## SET EXERCISE
Rewrite the records below, replacing every "fill-rule evenodd" with "fill-rule nonzero" and leaving everything else unchanged.

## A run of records
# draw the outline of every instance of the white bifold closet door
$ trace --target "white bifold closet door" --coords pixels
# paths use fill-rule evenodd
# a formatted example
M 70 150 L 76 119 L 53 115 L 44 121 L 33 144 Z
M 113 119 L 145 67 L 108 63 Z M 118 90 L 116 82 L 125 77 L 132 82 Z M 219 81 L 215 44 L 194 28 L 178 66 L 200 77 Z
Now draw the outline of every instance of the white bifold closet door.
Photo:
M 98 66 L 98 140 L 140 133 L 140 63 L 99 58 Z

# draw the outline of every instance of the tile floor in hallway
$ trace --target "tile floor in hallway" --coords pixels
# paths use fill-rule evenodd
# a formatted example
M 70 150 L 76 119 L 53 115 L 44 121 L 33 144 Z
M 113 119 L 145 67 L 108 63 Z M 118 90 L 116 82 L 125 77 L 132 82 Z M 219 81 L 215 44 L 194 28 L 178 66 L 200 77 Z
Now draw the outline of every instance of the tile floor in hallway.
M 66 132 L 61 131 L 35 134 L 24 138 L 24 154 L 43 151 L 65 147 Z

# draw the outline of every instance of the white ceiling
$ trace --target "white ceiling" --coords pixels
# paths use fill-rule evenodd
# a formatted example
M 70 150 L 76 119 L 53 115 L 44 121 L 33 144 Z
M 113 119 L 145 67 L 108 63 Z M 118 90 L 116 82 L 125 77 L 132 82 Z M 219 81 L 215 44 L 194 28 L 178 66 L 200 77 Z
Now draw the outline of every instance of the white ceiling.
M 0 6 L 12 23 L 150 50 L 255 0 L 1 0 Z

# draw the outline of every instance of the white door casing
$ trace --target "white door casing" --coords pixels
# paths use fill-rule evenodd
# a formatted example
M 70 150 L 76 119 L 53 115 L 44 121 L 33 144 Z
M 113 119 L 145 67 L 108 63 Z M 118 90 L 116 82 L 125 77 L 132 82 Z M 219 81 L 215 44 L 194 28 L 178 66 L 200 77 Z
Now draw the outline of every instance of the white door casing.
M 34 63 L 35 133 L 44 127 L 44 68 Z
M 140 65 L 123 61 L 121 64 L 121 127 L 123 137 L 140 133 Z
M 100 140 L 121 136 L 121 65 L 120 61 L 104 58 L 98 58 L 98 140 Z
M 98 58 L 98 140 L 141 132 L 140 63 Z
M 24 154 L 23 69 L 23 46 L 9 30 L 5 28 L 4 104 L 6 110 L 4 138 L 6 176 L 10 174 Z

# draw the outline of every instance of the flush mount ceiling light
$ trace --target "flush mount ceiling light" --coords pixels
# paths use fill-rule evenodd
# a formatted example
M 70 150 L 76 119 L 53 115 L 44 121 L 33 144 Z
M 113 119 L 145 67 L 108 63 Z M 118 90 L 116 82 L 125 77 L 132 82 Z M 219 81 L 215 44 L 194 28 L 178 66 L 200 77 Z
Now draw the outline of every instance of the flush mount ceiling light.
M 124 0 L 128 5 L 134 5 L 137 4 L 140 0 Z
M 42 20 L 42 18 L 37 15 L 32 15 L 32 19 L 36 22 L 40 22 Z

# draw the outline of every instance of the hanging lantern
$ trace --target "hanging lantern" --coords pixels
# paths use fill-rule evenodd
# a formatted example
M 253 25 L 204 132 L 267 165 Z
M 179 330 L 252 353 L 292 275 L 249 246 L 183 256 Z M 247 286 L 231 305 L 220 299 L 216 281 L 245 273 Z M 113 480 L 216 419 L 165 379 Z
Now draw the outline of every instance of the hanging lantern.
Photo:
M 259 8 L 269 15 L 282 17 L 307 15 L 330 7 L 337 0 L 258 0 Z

## ANSWER
# draw the outline of every instance of the white bifold closet door
$ trace --target "white bifold closet door" --coords pixels
# paths use fill-rule nonzero
# a formatted example
M 70 150 L 76 119 L 53 115 L 44 121 L 33 144 Z
M 113 119 L 145 67 L 108 63 Z M 118 90 L 116 82 L 125 77 L 132 82 Z M 219 81 L 215 44 L 194 28 L 178 66 L 200 77 Z
Now draw the outline of every instance of the white bifold closet door.
Photo:
M 98 66 L 98 140 L 140 133 L 140 63 L 99 58 Z

# draw the outline of every instance of the tile floor in hallway
$ trace --target "tile floor in hallway" --coords pixels
# paths use fill-rule nonzero
# a formatted example
M 70 150 L 76 119 L 53 115 L 44 121 L 33 144 Z
M 113 119 L 145 67 L 108 63 Z M 118 90 L 116 82 L 125 77 L 132 82 Z M 219 81 L 215 44 L 194 28 L 178 66 L 200 77 Z
Now draw the outline of every instance of the tile floor in hallway.
M 66 132 L 61 131 L 35 134 L 24 138 L 24 154 L 43 151 L 65 147 Z

# draw the outline of every instance of the white ceiling
$ trace --target "white ceiling" --coords pixels
# paths use fill-rule nonzero
# a formatted example
M 70 150 L 76 119 L 53 115 L 44 121 L 33 144 Z
M 113 119 L 145 67 L 108 63 Z M 118 90 L 116 82 L 125 77 L 132 82 Z M 219 81 L 215 44 L 194 28 L 178 66 L 200 77 Z
Now draw the outline of every instance of the white ceiling.
M 0 6 L 12 23 L 150 50 L 255 0 L 1 0 Z

# draw the outline of every instance of the white door casing
$ trace --target "white door casing" --coords pixels
# paths use fill-rule nonzero
# a formatted example
M 70 150 L 76 119 L 53 115 L 44 121 L 33 144 Z
M 113 119 L 145 67 L 108 63 Z M 118 90 L 116 82 L 125 77 L 132 82 Z M 219 81 L 215 44 L 194 28 L 178 66 L 200 77 Z
Now draw the outline of every instance of the white door casing.
M 34 63 L 35 133 L 44 127 L 44 68 Z
M 140 65 L 123 61 L 121 64 L 121 127 L 123 137 L 140 133 Z
M 100 140 L 121 136 L 121 65 L 120 61 L 104 58 L 98 58 L 98 140 Z
M 98 58 L 98 140 L 141 132 L 140 63 Z
M 24 154 L 23 69 L 23 46 L 9 30 L 5 28 L 4 104 L 6 110 L 4 138 L 6 176 L 10 174 Z

# draw the outline of every instance of the flush mount ceiling light
$ trace --target "flush mount ceiling light" --coords pixels
# paths use fill-rule nonzero
# a formatted example
M 70 150 L 76 119 L 53 115 L 44 121 L 33 144 Z
M 113 119 L 145 67 L 108 63 Z M 118 90 L 116 82 L 125 77 L 132 82 Z M 219 81 L 215 44 L 194 28 L 178 66 L 200 77 Z
Now draw the outline of every instance of the flush mount ceiling light.
M 124 0 L 128 5 L 134 5 L 137 4 L 140 0 Z
M 42 20 L 42 18 L 37 15 L 32 15 L 32 19 L 36 22 L 40 22 Z

# draw the outline of every instance of the hanging lantern
$ trace --target "hanging lantern" --coords pixels
# paths use fill-rule nonzero
# a formatted example
M 253 25 L 204 132 L 267 165 Z
M 179 330 L 252 353 L 292 275 L 249 246 L 183 256 Z M 247 286 L 231 305 L 220 299 L 216 281 L 245 273 Z M 113 480 L 216 419 L 165 379 Z
Now draw the outline of every instance of the hanging lantern.
Photo:
M 259 8 L 269 15 L 282 17 L 307 15 L 330 7 L 337 0 L 258 0 Z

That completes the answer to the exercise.